> **TASK DIRECTIONS**
Replace "whole-pixel vertices" with "integer-coordinate vertices" throughout the records below, and give all the records again with nothing else changed. Leave the pictures out.

(Segmentation labeling records)
* * * * * * *

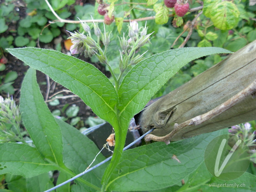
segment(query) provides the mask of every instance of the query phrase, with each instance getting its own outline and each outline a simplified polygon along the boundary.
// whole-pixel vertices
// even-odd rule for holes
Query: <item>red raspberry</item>
[[[104,15],[107,13],[107,11],[105,8],[106,7],[106,5],[104,4],[100,4],[98,7],[98,12],[101,15]]]
[[[115,17],[114,15],[112,15],[111,18],[110,18],[108,14],[106,13],[104,16],[104,23],[106,25],[110,25],[114,20],[114,19],[115,19]]]
[[[174,5],[174,9],[176,14],[179,17],[183,17],[187,13],[189,8],[188,3],[185,4],[181,3],[179,4],[177,3]]]
[[[164,4],[168,8],[172,8],[177,2],[177,0],[164,0]]]

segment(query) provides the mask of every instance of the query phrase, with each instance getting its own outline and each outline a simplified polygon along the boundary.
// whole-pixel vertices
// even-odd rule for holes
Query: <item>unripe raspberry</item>
[[[185,15],[189,8],[189,4],[188,3],[185,4],[181,3],[180,4],[176,3],[174,5],[174,9],[176,14],[179,17],[183,17]]]
[[[104,16],[104,23],[106,25],[110,25],[114,20],[115,17],[114,15],[112,15],[111,18],[109,18],[107,14],[106,14]]]
[[[98,12],[101,15],[104,15],[107,13],[107,10],[105,9],[106,5],[105,4],[100,4],[98,7]]]
[[[164,0],[164,4],[168,8],[172,8],[177,2],[177,0]]]

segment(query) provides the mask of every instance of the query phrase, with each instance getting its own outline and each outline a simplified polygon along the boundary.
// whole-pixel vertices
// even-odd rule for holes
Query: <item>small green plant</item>
[[[0,76],[0,92],[4,91],[9,94],[14,93],[14,88],[12,85],[18,76],[16,71],[11,71],[4,76]]]

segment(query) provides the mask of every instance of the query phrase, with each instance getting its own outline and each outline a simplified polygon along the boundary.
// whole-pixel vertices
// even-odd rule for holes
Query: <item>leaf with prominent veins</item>
[[[70,89],[101,118],[111,124],[116,120],[114,108],[117,97],[115,88],[91,64],[53,50],[28,47],[8,51]]]

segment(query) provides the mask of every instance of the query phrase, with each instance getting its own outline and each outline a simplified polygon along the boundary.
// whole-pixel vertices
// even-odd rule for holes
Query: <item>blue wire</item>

* * * * * * *

> **EXERCISE RESULT**
segment(query) provides the mask of every instance of the query phrase, with each instance getting its own outline and each outline a simplified polygon along the boundary.
// integer-coordinate vertices
// even-odd rule for holes
Query: <item>red raspberry</item>
[[[104,15],[107,13],[107,11],[105,8],[106,7],[106,5],[104,4],[100,4],[98,7],[98,12],[101,15]]]
[[[115,17],[114,15],[112,15],[111,18],[110,18],[108,14],[106,13],[104,16],[104,23],[106,25],[110,25],[114,20],[114,19],[115,19]]]
[[[174,5],[174,9],[176,14],[179,17],[183,17],[187,13],[189,8],[188,3],[185,4],[181,3],[179,4],[177,3]]]
[[[164,4],[168,8],[172,8],[177,2],[177,0],[164,0]]]

segment(query) provides the mask of every instance of the query phrase, with each instance getting its own outline and each outline a simplified polygon along the boundary.
// integer-coordinate vertices
// even-odd rule for holes
Query: <item>unripe raspberry</item>
[[[185,15],[189,8],[189,4],[188,3],[185,4],[181,3],[180,4],[176,3],[174,5],[174,9],[176,14],[179,17],[183,17]]]
[[[104,16],[104,23],[106,25],[110,25],[114,20],[115,17],[114,15],[112,15],[111,18],[109,18],[107,14],[106,14]]]
[[[98,12],[101,15],[104,15],[107,13],[107,10],[105,9],[106,5],[105,4],[100,4],[98,7]]]
[[[164,0],[164,4],[168,8],[172,8],[177,2],[177,0]]]

segment(query) provides the mask of every instance of the query phrase, with each instance getting its own outline and each outline a simplified polygon along the boundary.
// integer-coordinate vertices
// even-odd rule for holes
Query: <item>small green plant</item>
[[[0,76],[0,92],[4,91],[9,94],[14,93],[14,88],[12,85],[18,76],[16,71],[11,71],[4,76]]]

segment(query) provides the mask of every instance of the query phrase, with each instance getting its own outline and each outline a simplified polygon along the boundary.
// integer-coordinate vertices
// even-odd rule for holes
Query: <item>leaf with prominent veins</item>
[[[70,89],[101,118],[111,124],[116,120],[114,108],[117,97],[115,88],[91,64],[53,50],[28,47],[8,51]]]

segment(query) provides the mask of every instance of the query phrase, with each instance getting its own outline and each outline a simplified polygon along the boundary.
// integer-coordinate vertices
// even-odd rule for holes
Query: <item>blue wire</item>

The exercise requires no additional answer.